WHAT THE EXERCISE ASKS: List each line of the records below that contains the string "ceramic", matching case exactly.
____________________
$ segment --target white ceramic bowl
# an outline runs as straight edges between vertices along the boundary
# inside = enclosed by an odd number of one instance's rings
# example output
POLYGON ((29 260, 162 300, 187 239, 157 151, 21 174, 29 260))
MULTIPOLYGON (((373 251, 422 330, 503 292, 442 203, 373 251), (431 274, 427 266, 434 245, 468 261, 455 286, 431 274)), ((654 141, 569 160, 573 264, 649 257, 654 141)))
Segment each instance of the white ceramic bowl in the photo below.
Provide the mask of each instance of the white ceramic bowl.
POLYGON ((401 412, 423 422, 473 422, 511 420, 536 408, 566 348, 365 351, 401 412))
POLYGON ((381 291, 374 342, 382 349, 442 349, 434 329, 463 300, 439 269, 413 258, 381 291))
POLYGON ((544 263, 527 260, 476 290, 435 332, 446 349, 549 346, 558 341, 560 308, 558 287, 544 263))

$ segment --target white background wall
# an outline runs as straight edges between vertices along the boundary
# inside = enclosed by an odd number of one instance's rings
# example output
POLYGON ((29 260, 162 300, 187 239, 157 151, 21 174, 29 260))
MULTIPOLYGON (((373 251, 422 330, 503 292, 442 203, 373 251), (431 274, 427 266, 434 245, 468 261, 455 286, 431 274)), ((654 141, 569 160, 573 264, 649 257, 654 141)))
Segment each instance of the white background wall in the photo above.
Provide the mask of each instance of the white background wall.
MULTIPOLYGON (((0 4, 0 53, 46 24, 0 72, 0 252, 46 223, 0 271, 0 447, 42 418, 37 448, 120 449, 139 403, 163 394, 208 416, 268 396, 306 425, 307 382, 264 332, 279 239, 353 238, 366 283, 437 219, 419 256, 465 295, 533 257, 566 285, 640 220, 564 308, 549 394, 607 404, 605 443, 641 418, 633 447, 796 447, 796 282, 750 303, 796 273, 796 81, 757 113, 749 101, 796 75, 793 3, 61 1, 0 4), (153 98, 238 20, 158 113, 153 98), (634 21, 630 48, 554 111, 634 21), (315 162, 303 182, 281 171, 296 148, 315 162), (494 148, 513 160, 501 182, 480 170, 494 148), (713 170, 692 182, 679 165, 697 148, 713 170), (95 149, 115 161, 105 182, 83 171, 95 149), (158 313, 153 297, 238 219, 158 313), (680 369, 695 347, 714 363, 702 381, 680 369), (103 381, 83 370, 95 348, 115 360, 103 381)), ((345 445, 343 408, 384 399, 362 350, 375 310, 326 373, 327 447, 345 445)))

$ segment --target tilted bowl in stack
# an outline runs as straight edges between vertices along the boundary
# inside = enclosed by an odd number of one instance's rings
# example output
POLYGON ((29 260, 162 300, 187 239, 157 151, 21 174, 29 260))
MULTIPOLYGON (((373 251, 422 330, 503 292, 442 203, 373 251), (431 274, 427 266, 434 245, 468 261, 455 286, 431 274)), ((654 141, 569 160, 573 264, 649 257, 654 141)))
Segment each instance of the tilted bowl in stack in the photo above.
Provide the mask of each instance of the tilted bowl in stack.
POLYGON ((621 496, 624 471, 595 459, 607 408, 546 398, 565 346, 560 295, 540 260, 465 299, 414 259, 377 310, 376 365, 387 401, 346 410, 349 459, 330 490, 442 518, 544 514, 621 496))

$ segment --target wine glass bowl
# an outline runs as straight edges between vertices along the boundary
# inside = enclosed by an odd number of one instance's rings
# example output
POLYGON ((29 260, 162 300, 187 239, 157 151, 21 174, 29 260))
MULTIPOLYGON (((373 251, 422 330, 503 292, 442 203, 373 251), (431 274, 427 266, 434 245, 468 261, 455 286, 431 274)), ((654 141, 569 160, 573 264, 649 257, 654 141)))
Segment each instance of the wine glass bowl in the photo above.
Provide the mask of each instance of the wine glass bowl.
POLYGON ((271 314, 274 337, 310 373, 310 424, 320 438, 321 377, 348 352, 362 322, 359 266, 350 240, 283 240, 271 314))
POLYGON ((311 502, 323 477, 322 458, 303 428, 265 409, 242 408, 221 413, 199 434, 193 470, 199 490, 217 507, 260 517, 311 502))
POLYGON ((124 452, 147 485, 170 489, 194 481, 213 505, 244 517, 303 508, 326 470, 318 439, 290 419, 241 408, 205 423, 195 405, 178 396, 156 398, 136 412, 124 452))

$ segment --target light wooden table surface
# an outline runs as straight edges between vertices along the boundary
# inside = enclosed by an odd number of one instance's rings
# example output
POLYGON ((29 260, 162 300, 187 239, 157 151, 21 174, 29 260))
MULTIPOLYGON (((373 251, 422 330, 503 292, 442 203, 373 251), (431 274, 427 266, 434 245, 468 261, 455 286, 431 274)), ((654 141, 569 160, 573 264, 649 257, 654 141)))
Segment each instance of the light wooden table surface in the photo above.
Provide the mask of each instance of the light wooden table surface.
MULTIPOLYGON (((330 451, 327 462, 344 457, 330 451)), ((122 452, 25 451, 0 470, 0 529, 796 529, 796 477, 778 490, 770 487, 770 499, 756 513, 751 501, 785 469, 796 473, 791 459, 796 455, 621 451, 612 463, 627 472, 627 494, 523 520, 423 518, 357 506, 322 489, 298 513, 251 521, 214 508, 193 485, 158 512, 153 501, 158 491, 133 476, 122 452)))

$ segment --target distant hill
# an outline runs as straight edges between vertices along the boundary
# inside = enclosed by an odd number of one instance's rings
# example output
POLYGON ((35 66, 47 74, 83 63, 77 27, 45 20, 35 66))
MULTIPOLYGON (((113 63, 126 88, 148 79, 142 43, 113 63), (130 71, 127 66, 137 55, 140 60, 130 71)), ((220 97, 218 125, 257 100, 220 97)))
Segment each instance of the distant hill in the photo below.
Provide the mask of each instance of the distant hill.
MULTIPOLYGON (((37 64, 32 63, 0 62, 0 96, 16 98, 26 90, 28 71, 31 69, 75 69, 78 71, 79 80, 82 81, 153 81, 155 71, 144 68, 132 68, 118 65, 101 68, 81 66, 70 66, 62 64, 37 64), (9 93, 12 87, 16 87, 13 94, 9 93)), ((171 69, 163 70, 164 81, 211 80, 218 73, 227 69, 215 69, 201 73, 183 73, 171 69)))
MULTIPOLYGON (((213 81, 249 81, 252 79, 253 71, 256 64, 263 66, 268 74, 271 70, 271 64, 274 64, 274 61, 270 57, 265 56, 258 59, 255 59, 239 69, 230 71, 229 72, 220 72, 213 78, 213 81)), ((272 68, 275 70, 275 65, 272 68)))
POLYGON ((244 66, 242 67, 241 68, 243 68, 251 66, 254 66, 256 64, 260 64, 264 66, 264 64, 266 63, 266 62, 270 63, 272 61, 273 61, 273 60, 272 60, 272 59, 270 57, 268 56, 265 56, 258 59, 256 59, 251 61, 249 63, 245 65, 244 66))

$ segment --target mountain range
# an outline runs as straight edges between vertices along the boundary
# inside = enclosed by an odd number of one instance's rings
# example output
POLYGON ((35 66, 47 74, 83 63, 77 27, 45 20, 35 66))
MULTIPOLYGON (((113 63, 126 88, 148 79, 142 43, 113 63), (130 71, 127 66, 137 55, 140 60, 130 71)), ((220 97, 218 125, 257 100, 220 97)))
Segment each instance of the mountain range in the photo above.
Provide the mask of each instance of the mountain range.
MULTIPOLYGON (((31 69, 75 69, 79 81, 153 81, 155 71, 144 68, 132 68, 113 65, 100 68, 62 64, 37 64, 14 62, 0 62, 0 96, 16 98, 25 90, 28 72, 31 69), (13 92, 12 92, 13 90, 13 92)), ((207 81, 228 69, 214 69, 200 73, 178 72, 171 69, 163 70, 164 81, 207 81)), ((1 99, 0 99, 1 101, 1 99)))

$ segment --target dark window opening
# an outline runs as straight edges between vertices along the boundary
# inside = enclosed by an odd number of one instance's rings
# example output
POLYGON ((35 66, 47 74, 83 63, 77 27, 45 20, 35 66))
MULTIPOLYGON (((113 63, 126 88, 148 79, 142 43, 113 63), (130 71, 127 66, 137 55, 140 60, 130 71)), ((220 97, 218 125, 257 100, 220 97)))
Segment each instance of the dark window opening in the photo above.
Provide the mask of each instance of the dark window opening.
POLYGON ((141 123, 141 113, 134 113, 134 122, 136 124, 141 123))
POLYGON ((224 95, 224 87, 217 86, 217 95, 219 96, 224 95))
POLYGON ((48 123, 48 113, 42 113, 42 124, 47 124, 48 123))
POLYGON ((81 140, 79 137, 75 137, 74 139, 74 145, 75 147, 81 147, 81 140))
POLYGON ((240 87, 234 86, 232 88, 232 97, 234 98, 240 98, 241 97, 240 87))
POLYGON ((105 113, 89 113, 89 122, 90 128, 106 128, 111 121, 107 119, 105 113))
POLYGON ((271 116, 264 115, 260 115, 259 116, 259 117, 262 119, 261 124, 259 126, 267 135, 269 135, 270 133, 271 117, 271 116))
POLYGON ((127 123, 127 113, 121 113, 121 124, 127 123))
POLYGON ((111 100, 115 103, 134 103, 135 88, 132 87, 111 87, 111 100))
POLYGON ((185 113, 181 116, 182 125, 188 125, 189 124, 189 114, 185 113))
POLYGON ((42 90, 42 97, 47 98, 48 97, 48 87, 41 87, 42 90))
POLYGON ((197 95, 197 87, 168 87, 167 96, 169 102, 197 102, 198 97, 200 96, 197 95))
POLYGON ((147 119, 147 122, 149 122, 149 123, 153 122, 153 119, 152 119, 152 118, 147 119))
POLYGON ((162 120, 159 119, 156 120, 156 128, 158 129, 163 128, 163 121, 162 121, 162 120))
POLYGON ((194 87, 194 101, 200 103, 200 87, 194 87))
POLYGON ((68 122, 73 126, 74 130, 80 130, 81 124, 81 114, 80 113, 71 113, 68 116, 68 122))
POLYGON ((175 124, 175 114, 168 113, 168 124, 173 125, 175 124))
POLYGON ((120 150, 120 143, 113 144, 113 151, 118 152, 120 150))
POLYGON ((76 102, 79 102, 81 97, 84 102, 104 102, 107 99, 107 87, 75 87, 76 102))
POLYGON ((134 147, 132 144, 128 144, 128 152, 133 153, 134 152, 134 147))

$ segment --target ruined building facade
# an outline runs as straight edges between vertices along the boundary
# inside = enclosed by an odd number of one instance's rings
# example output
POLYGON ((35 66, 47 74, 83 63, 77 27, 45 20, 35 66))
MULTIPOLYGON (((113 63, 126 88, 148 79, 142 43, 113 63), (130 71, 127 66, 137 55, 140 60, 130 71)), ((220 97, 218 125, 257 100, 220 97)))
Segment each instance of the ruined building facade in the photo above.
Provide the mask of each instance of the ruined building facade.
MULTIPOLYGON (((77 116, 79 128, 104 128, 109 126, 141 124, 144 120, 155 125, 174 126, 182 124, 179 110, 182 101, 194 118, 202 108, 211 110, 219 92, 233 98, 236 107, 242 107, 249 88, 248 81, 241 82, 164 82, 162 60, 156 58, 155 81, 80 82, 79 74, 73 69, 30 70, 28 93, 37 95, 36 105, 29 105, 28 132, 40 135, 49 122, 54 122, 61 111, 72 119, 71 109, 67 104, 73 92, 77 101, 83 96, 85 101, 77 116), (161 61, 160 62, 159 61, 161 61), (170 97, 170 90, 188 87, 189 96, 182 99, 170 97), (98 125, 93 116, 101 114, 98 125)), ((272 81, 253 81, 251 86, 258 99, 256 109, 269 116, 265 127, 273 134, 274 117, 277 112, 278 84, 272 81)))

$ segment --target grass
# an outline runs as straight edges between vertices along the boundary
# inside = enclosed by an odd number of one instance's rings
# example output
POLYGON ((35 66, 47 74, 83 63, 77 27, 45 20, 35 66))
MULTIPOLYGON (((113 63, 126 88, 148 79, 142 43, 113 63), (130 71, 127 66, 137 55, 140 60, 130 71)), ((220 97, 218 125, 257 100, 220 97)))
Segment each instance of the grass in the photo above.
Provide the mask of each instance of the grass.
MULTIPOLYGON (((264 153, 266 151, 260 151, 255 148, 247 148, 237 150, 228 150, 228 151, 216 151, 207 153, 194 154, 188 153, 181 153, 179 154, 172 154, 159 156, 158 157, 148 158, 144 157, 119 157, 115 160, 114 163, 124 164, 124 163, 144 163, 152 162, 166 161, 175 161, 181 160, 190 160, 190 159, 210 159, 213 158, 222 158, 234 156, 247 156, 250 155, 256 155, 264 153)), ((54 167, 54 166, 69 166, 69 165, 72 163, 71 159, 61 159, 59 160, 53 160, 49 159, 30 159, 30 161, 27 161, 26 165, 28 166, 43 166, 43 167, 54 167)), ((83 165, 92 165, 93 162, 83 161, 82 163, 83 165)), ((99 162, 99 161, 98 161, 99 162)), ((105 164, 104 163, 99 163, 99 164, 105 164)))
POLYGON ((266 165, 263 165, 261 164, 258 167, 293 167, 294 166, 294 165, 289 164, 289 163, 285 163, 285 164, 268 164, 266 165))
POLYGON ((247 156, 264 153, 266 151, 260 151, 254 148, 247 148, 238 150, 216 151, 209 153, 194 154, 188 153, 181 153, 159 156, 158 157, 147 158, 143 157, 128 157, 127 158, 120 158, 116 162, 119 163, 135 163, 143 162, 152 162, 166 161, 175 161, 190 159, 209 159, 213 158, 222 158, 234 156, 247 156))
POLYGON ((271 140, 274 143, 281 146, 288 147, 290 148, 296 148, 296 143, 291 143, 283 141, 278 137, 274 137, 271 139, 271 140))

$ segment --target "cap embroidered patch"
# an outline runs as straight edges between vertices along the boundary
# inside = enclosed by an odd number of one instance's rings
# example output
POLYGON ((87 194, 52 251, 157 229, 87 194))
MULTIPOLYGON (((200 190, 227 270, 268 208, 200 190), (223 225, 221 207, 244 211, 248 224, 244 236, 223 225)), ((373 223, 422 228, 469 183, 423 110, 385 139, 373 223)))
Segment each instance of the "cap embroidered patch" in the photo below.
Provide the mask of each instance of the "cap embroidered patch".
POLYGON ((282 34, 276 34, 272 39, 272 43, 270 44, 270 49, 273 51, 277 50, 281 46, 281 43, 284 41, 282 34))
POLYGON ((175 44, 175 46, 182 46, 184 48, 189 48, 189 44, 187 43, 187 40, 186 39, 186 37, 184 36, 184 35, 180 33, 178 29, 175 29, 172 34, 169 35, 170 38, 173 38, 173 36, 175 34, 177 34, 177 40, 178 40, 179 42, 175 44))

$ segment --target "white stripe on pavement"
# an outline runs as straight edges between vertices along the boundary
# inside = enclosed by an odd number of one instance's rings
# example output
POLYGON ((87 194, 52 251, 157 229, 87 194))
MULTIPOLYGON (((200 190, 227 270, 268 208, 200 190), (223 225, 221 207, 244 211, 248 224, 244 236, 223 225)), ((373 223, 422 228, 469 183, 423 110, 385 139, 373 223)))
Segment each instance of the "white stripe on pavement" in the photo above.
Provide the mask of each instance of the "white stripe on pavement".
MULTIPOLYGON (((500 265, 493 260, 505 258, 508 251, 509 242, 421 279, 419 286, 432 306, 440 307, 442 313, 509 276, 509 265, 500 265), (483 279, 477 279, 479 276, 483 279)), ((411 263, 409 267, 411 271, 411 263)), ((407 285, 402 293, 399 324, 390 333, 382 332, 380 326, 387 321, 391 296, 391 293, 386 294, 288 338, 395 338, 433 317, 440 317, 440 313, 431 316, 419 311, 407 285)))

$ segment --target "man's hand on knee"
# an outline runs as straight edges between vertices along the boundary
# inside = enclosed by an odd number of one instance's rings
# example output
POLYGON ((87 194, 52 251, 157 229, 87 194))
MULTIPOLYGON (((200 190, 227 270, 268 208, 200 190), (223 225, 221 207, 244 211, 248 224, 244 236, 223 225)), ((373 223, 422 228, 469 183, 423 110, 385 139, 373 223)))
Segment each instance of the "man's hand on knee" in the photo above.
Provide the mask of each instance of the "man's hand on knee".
____________________
SOLVED PROBLEM:
$ segment --target white ceramic bowl
Segment each instance of the white ceramic bowl in the photo below.
Provide the mask of each instance of the white ceramic bowl.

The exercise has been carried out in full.